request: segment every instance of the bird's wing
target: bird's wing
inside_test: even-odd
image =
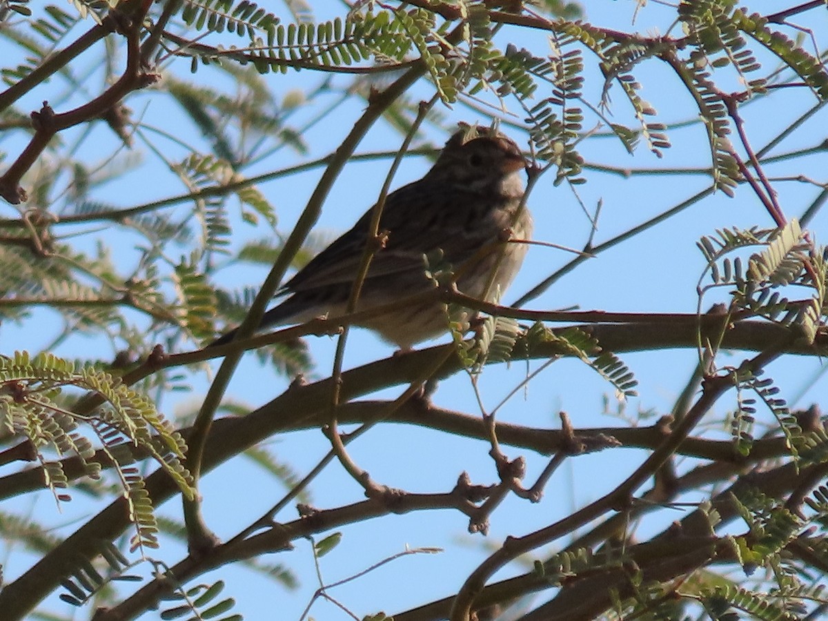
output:
[[[423,255],[441,248],[446,261],[458,264],[471,257],[497,231],[481,227],[479,208],[487,199],[465,188],[422,181],[390,194],[380,221],[389,231],[385,248],[374,254],[368,278],[421,274]],[[370,210],[347,233],[315,257],[286,285],[296,293],[350,282],[362,261],[370,224]]]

_ _ _ _

— INSTRUCTIONS FOR THE TASK —
Can you express every line of the entries above as a numbered list, skipping blank lines and omitting the pictures?

— RESPONSE BELOW —
1. request: segment every instance of the bird's wing
2. target: bird's wing
3. inside_test: even-odd
4. image =
5. output:
6. [[[423,255],[441,248],[446,261],[458,264],[471,257],[497,231],[481,227],[479,208],[487,199],[465,188],[422,181],[390,194],[380,221],[389,231],[385,248],[374,254],[368,278],[421,274]],[[370,210],[347,233],[315,257],[286,285],[296,293],[350,282],[362,261],[370,224]]]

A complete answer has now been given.